* _EXERCISE REQUIREMENTS_
Return, word for word, only the lines from the one containing "Exercise. Spot the eyeglass frame" through the last line of the entries.

START

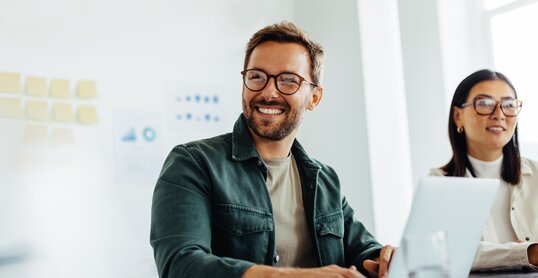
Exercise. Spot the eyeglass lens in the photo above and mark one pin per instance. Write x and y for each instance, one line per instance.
(486, 106)
(286, 83)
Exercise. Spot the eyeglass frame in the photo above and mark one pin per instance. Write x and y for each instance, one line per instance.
(497, 104)
(275, 78)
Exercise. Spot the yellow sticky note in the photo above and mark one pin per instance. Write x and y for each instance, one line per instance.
(10, 82)
(37, 110)
(59, 88)
(62, 112)
(36, 134)
(87, 114)
(36, 86)
(86, 89)
(10, 108)
(62, 136)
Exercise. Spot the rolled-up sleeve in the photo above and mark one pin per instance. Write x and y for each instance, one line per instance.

END

* _TASK OUTPUT_
Exercise. Spot the eyeglass frame in the photo above and mark one pin per instance. Write x and y for each instance, one line per instance.
(497, 104)
(275, 78)
Exercise. Spot the yellow sticky note in the photo above and mark one pin per instance. Write x and y for each instance, one line per instance.
(10, 82)
(37, 110)
(59, 88)
(62, 112)
(36, 134)
(87, 114)
(36, 86)
(86, 89)
(10, 108)
(62, 136)
Exercise. Spot the rolled-up sleeve in the photo above and mark one pin per instance. Write x and y for each instance, one line per instance.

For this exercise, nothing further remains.